[ASSIGNED TASK]:
A word-for-word repetition of all the entries is needed.

[RECORD SET]:
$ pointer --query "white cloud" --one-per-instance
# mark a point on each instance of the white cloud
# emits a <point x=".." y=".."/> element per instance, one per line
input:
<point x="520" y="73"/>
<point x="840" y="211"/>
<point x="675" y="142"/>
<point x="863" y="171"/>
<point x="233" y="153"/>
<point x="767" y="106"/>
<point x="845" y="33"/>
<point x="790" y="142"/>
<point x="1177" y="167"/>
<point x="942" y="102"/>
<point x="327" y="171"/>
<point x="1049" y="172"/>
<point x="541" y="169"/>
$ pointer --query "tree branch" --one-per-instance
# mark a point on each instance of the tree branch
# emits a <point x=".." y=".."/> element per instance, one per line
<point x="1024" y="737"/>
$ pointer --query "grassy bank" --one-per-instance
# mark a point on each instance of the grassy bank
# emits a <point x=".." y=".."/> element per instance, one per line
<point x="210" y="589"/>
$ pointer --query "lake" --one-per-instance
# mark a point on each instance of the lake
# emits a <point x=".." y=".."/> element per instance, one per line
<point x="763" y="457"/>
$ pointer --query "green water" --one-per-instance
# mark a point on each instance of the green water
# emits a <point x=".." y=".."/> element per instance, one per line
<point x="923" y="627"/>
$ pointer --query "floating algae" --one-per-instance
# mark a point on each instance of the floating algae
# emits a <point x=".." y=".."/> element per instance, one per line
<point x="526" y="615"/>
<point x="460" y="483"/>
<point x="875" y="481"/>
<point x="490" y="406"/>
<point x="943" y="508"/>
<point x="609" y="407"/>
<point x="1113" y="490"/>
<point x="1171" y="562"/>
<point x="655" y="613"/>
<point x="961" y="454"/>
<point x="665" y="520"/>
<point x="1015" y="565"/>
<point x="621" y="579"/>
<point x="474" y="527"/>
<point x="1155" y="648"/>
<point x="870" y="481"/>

[SOLUTION]:
$ pointer --query "white cloud" --one-per-instance
# mark a point on each instance of the white cloud
# emits a <point x=".." y=".."/> element per instance, one per line
input:
<point x="520" y="73"/>
<point x="840" y="211"/>
<point x="675" y="142"/>
<point x="863" y="171"/>
<point x="233" y="153"/>
<point x="767" y="106"/>
<point x="845" y="33"/>
<point x="790" y="142"/>
<point x="1177" y="167"/>
<point x="942" y="102"/>
<point x="327" y="171"/>
<point x="1049" y="172"/>
<point x="541" y="169"/>
$ pointer --query "tree branch" --one-per-instance
# mark a point on each instance of the tree branch
# emits a <point x=".." y=".."/> element per instance, one per line
<point x="1024" y="737"/>
$ pointer --query "grassy bank" --one-per-instance
# mark a point on each instance of the grassy bank
# emits a <point x=".." y=".."/> element per instance, one per line
<point x="210" y="589"/>
$ pointer --query "lake" --one-per-instance
# mark a point on each instance of the lake
# emits a <point x=".." y=".."/> element per instance, one per line
<point x="763" y="457"/>
$ pointer --query "green water" --one-per-instance
# mark a point on each instance of the green water
# emits a <point x=".." y=".."/> element per instance, one per line
<point x="923" y="627"/>
$ pointer --query "floating algae" --one-per-instance
# mark a point on each instance of the floating algae
# emits a <point x=".." y=".."/> element per instance, one per line
<point x="526" y="615"/>
<point x="460" y="483"/>
<point x="875" y="481"/>
<point x="490" y="406"/>
<point x="943" y="508"/>
<point x="609" y="407"/>
<point x="1113" y="490"/>
<point x="1171" y="562"/>
<point x="655" y="613"/>
<point x="961" y="454"/>
<point x="665" y="520"/>
<point x="1015" y="565"/>
<point x="621" y="579"/>
<point x="474" y="527"/>
<point x="1155" y="648"/>
<point x="870" y="481"/>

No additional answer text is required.